* **Exercise**: Please lay out the records as a two-column CSV with the headers record_text and answer, one row per record, quoting each field and turning line breaks into spaces. Use only the records starting with the line that contains "Teacher note: indicate the dark hair" and going on through the line that contains "point(635, 647)".

====================

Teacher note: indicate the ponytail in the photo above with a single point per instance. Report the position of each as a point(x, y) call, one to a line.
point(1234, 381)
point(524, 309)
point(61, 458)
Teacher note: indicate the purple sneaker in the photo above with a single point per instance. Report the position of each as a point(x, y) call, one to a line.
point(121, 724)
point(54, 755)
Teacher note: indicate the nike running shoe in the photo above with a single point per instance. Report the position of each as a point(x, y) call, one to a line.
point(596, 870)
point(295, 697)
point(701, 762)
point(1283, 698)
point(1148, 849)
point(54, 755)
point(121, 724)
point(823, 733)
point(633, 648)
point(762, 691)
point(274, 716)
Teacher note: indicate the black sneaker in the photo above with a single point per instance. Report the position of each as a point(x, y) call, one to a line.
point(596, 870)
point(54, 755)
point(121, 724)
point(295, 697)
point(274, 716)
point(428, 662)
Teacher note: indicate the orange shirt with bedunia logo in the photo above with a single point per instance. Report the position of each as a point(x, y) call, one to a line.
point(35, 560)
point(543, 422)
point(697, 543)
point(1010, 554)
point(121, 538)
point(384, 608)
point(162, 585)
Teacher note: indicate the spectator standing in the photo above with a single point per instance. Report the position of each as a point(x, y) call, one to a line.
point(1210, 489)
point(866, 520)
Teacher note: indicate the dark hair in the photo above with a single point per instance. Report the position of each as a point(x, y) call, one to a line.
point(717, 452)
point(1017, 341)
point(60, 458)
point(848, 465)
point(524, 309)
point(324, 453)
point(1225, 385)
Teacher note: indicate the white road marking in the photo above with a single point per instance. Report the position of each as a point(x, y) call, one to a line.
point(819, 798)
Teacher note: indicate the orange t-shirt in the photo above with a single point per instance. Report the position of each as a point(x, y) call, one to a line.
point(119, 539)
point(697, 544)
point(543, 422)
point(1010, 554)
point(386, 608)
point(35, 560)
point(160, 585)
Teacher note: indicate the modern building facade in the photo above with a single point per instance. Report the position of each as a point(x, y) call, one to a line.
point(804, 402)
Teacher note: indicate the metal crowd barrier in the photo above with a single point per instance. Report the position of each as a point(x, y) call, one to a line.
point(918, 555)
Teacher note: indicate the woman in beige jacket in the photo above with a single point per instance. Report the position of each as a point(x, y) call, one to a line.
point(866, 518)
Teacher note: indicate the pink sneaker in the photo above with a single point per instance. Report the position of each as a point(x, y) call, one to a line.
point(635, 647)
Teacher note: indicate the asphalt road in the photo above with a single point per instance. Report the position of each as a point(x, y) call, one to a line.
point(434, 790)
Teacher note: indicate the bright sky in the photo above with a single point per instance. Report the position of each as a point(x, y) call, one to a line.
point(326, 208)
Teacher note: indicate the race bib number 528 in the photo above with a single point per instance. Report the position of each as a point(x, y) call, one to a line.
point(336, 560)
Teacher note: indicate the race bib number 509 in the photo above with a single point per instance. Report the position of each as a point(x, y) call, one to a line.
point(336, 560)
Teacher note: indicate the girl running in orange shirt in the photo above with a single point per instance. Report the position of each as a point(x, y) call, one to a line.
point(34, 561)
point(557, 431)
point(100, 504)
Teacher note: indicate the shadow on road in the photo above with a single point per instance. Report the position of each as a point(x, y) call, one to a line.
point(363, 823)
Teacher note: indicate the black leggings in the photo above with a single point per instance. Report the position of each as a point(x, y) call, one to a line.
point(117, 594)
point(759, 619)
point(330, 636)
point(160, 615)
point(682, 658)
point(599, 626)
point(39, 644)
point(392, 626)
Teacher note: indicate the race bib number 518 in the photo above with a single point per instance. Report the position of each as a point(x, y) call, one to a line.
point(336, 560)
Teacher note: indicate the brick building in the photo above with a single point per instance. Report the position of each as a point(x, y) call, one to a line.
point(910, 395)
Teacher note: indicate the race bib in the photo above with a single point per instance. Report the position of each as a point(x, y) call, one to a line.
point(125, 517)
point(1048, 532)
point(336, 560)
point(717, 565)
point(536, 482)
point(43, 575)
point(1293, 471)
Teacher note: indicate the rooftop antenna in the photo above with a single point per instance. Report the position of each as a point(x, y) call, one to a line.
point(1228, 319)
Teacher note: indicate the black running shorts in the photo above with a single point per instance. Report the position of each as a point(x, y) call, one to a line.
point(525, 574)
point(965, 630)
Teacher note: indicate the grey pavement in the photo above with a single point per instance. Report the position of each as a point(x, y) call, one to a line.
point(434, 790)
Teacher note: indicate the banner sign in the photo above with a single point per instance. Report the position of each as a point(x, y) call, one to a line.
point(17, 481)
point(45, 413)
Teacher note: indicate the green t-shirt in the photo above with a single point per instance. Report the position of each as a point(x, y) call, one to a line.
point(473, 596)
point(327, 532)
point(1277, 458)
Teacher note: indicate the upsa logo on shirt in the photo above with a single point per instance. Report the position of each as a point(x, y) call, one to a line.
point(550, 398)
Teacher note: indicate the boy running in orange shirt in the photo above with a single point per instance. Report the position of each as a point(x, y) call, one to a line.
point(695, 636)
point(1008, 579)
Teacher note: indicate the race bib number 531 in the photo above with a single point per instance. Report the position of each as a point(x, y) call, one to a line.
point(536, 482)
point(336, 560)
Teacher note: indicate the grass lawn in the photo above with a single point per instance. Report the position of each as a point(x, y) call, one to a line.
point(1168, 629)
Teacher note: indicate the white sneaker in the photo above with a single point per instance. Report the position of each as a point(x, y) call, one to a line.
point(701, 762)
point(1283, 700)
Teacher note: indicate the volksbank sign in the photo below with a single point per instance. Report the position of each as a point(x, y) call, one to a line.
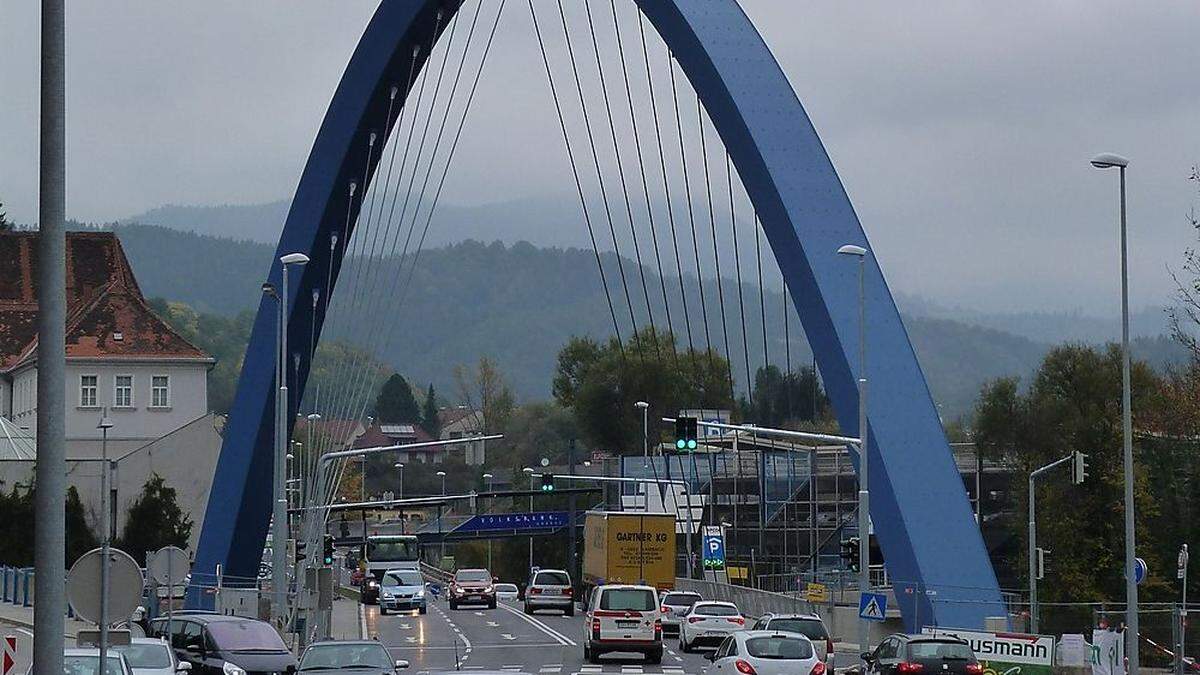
point(1013, 653)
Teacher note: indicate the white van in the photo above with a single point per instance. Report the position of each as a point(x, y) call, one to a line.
point(623, 619)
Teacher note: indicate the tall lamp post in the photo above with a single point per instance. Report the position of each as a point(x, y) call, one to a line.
point(864, 494)
point(487, 478)
point(280, 518)
point(1107, 161)
point(646, 435)
point(106, 543)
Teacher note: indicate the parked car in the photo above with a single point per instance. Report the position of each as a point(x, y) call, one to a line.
point(623, 617)
point(767, 652)
point(216, 644)
point(550, 589)
point(906, 655)
point(507, 592)
point(709, 622)
point(676, 605)
point(808, 625)
point(473, 586)
point(151, 656)
point(359, 657)
point(402, 590)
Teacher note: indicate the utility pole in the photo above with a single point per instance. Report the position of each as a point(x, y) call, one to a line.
point(51, 473)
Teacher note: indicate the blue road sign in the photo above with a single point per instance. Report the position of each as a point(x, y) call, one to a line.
point(1139, 571)
point(537, 520)
point(873, 607)
point(714, 550)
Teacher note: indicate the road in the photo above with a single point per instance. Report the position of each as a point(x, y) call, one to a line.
point(507, 639)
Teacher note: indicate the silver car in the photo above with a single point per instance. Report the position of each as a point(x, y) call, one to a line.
point(550, 589)
point(151, 656)
point(766, 652)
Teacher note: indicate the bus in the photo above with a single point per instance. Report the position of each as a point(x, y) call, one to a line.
point(383, 553)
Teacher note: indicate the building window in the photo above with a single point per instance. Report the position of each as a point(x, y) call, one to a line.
point(123, 392)
point(88, 390)
point(160, 392)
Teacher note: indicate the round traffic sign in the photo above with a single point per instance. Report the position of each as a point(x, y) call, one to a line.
point(125, 584)
point(169, 566)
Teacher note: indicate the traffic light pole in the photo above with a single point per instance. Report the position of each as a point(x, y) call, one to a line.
point(1078, 475)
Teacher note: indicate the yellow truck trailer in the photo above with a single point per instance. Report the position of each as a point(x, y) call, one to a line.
point(629, 548)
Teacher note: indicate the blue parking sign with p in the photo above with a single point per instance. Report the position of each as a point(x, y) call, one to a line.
point(714, 551)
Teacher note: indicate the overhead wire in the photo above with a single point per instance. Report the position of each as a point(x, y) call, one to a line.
point(575, 174)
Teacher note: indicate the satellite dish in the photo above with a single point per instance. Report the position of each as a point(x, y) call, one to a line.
point(125, 584)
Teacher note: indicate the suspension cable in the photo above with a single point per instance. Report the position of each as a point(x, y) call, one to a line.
point(666, 190)
point(646, 191)
point(595, 159)
point(575, 174)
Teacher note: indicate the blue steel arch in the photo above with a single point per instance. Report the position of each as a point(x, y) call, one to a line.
point(919, 508)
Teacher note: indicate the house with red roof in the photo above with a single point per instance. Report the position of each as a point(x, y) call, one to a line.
point(121, 357)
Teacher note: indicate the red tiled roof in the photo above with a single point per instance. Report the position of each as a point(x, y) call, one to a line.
point(107, 315)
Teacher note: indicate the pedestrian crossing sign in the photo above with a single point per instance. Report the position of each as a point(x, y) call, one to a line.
point(873, 607)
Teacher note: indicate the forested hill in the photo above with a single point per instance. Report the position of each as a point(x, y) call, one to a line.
point(520, 304)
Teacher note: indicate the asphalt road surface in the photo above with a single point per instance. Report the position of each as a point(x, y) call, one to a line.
point(507, 639)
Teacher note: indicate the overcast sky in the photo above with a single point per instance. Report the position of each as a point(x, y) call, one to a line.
point(961, 130)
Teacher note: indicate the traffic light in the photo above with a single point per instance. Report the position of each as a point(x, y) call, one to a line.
point(687, 434)
point(328, 557)
point(850, 549)
point(1079, 469)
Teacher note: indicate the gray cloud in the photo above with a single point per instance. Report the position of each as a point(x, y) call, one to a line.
point(960, 130)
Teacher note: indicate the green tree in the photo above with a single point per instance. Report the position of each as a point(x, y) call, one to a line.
point(154, 520)
point(600, 383)
point(1074, 404)
point(395, 402)
point(430, 420)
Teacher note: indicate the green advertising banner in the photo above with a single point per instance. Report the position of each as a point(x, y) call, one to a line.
point(1006, 653)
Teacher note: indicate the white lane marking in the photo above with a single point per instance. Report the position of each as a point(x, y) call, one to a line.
point(562, 639)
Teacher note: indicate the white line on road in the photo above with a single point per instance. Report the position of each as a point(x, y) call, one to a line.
point(562, 639)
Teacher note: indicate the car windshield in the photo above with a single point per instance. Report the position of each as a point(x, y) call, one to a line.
point(715, 610)
point(403, 579)
point(245, 635)
point(394, 550)
point(810, 628)
point(957, 651)
point(367, 655)
point(473, 575)
point(89, 665)
point(779, 646)
point(145, 655)
point(681, 599)
point(628, 599)
point(552, 579)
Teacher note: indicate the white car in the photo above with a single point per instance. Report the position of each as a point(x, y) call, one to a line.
point(709, 622)
point(623, 617)
point(766, 652)
point(151, 656)
point(507, 592)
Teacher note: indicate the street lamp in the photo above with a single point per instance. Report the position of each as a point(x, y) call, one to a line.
point(864, 494)
point(489, 477)
point(1107, 161)
point(646, 443)
point(106, 543)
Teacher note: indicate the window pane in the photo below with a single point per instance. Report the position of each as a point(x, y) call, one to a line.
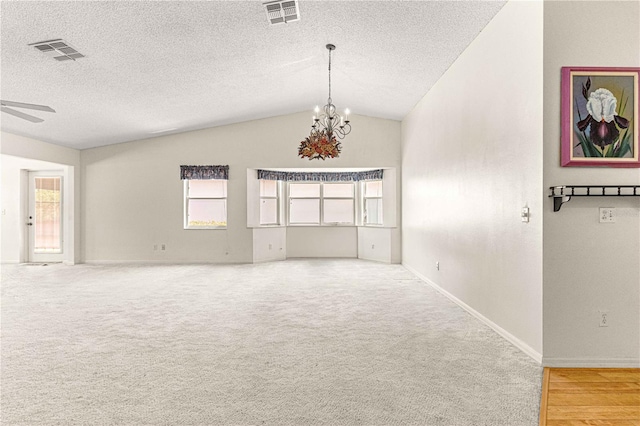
point(215, 188)
point(338, 211)
point(48, 213)
point(268, 211)
point(304, 190)
point(207, 212)
point(268, 188)
point(373, 189)
point(373, 211)
point(338, 190)
point(303, 210)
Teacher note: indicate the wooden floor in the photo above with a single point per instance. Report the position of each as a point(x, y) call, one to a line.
point(590, 396)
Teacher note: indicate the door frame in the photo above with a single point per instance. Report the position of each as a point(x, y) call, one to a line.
point(68, 208)
point(32, 256)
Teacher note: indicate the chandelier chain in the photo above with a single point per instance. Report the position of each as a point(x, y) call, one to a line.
point(329, 75)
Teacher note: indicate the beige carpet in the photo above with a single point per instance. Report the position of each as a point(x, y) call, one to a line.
point(301, 342)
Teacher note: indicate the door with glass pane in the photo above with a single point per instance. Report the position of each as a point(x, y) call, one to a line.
point(44, 219)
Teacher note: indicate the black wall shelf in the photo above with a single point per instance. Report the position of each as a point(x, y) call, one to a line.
point(563, 194)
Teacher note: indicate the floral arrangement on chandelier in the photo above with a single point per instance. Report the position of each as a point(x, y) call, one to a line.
point(318, 146)
point(326, 128)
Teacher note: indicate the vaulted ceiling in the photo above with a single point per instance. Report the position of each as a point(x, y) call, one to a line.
point(159, 67)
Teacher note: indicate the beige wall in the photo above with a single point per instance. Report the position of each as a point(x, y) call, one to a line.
point(471, 160)
point(133, 193)
point(589, 266)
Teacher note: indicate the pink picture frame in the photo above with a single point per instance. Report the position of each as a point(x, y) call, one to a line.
point(600, 117)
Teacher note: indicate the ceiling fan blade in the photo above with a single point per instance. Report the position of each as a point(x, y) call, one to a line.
point(21, 115)
point(27, 106)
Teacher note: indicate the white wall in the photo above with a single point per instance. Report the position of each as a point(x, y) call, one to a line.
point(22, 153)
point(133, 193)
point(269, 244)
point(589, 266)
point(471, 159)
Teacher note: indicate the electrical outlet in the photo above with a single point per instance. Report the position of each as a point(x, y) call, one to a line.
point(607, 215)
point(603, 318)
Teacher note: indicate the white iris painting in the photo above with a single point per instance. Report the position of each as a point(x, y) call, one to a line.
point(600, 117)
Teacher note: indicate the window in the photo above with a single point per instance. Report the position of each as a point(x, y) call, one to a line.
point(321, 203)
point(304, 203)
point(269, 202)
point(337, 203)
point(372, 209)
point(205, 204)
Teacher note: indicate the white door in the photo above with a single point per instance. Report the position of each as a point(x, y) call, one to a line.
point(44, 221)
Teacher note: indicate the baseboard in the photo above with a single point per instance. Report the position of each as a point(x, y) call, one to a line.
point(157, 262)
point(528, 350)
point(591, 362)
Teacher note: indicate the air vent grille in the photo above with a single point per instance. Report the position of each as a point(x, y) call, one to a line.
point(58, 50)
point(281, 12)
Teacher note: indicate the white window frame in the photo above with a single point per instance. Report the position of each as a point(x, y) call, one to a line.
point(364, 198)
point(321, 199)
point(186, 205)
point(277, 198)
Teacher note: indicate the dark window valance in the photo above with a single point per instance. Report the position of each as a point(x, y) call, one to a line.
point(204, 172)
point(320, 176)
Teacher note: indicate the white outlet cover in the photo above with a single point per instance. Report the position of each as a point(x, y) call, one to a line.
point(607, 215)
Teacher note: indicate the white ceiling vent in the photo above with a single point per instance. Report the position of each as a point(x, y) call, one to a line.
point(58, 50)
point(281, 12)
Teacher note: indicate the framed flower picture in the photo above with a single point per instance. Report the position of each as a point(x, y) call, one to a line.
point(600, 117)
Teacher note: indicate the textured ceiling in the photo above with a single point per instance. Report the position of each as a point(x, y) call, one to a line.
point(157, 65)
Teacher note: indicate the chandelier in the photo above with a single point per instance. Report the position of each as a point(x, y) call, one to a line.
point(326, 129)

====================

* **Response to the task**:
record_text,answer
"Teacher note: indicate the dark hair in the photo above with a single point per instance. Report the position of each as a point(x, y) call, one to a line.","point(717, 452) point(1017, 341) point(60, 458) point(848, 465) point(524, 309) point(324, 453) point(1225, 385)"
"Teacher note: indicate the white road marking in the photo above with a single point per instance. Report the position of each as a point(x, y) call, one to a line.","point(819, 798)"
"Teacher note: indicate the orange t-shirt in the photo above with a single point per instance. Report the position of each as a point(x, y) call, one to a line.","point(119, 539) point(697, 544) point(543, 422) point(1010, 554) point(386, 608) point(35, 560) point(160, 585)"
"Teacher note: indicate the modern building facade in the photo above with a single point per instance. Report the position of each as a point(x, y) call, one to a line.","point(804, 402)"
"Teacher note: indicate the metal crowd barrier in the photo above with a single point per instance. Report the position of each as a point(x, y) call, one to a line.","point(918, 555)"
"Teacher note: indicate the woman in beige jacket in the photo above with a single point per instance. Report the position of each as a point(x, y) call, one to a line.","point(866, 518)"
"Teacher note: indicate the pink sneaker in the photo above with a single point per instance. Report the position of each as a point(x, y) call, one to a line.","point(635, 647)"